◆ **SHORT TASK 1**
Rewrite the entries from the line containing "task | identify every instance of the person's" up to and including the last entry, replacing "surgical" with "disposable" and leaving everything else unchanged. Give back only those lines.

** Start of TEXT SEGMENT **

OkCredit
Published in

OkCredit

How OkCredit Android App boosted Network Performance by 30%

Fast and reliable network communication is crucial for OkCredit mobile apps. Since the majority of our users belong to Tier-2/3 cities in India, flaky and unreliable network connection is one of the biggest challenges for us. In order to deliver a good user experience, our mobile apps need to have reliable and low-latency network connectivity.

While most resources we found describe how we can improve the overall time (start-end) of a network call, this article attempts to take a deep dive and talk about each step and how we can instrument and optimise each step of a network call in android apps.

Steps involved in a network call

Fig. Steps of a Network call. Ref — https://square.github.io/okhttp/features/events

1. Call start

Called as soon as a call is enqueued or executed by a client. Ideally, this step should not consume any time unless there are any custom Interceptors added.

2. DNS

Involves the DNS Resolver translating the domain name into the corresponding identifier (the IP address).

3. Connection Start

Tries to acquire a secure connection (TLS handshake) between the client and the server.

4. Connection End / Acquired

Invoked after a connection has been acquired for the call. After this, the communication of request and response payloads is started.

5. Request / Response / Headers

This is the step in which the actual communication of data happens. The HTTP method, size of request / response payload, server latency / response time, etc. can greatly impact the time taken by this step.

6. Connection released

Invoked after a connection has been released for the call.

7. Call end

Invoked immediately after a call has completely ended.

Pooled connection

OkHttp has the capability to pool connections with which it can skip various steps of a network call mentioned above, which in turn can greatly improve the application’s network performance, as existing connections can be reused.

Fig. Steps of a Network call with pooled connection

Instrumentation of each step

To determine the particular step(s) having a scope of improvement, we can instrument each step to know exactly how much time it is taking.

** End of TEXT SEGMENT **
** Start of RECORDS FOR THE EXERCISE **

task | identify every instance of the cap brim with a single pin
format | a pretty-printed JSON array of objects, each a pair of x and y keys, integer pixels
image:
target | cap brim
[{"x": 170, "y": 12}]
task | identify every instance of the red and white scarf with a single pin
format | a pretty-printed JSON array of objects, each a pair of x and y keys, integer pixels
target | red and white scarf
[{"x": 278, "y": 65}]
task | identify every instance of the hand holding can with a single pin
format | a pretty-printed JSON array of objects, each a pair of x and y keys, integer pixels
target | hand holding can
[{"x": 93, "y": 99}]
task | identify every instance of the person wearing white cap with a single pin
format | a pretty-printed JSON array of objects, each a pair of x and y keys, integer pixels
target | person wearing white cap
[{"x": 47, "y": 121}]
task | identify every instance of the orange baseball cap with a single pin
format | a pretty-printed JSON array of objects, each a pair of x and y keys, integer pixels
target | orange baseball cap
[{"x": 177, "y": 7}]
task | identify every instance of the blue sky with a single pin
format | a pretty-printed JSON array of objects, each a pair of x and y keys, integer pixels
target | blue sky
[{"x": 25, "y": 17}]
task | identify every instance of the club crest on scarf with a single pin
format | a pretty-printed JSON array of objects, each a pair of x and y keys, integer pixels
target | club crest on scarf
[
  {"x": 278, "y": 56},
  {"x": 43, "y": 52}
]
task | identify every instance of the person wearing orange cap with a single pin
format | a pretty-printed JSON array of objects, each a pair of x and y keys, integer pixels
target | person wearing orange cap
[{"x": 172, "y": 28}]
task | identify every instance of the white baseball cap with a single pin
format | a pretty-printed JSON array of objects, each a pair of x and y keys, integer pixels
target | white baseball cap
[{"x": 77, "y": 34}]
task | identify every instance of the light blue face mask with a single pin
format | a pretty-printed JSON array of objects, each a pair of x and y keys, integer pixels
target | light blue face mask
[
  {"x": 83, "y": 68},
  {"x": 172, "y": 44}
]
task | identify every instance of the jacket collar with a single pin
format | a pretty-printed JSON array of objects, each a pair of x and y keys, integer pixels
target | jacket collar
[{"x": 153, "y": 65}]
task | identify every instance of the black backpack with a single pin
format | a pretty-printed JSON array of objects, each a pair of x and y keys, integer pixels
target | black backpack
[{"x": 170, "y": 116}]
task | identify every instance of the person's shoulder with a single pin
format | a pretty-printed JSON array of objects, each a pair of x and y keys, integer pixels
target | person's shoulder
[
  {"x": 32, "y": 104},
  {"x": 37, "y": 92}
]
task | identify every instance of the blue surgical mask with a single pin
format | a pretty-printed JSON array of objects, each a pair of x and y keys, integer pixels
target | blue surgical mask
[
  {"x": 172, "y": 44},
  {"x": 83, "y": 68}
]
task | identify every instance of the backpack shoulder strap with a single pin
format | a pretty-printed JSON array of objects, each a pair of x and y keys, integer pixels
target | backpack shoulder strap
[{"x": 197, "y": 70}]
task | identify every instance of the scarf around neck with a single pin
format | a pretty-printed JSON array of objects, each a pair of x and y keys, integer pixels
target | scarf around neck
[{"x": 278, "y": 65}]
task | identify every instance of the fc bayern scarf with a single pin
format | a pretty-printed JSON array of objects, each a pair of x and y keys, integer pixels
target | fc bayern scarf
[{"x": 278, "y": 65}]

** End of RECORDS FOR THE EXERCISE **

◆ **SHORT TASK 2**
Return the passage of the network performance article from "This is the" up to and including "has completely ended.", copied word for word.

◆ **TASK RESPONSE 1**
task | identify every instance of the person's shoulder with a single pin
format | a pretty-printed JSON array of objects, each a pair of x and y keys, integer pixels
target | person's shoulder
[
  {"x": 32, "y": 104},
  {"x": 37, "y": 92}
]
task | identify every instance of the blue disposable mask with a single pin
format | a pretty-printed JSON array of objects, each a pair of x and y keys, integer pixels
target | blue disposable mask
[
  {"x": 172, "y": 44},
  {"x": 83, "y": 68}
]
task | identify every instance of the backpack shoulder strap with a single pin
format | a pretty-printed JSON array of objects, each a pair of x and y keys, integer pixels
target | backpack shoulder strap
[{"x": 197, "y": 70}]
task | identify every instance of the scarf around neck with a single pin
format | a pretty-printed JSON array of objects, each a pair of x and y keys, integer pixels
target | scarf around neck
[{"x": 278, "y": 65}]
task | identify every instance of the fc bayern scarf with a single pin
format | a pretty-printed JSON array of objects, each a pair of x and y keys, integer pixels
target | fc bayern scarf
[{"x": 278, "y": 65}]

◆ **TASK RESPONSE 2**
This is the step in which the actual communication of data happens. The HTTP method, size of request / response payload, server latency / response time, etc. can greatly impact the time taken by this step.

6. Connection released

Invoked after a connection has been released for the call.

7. Call end

Invoked immediately after a call has completely ended.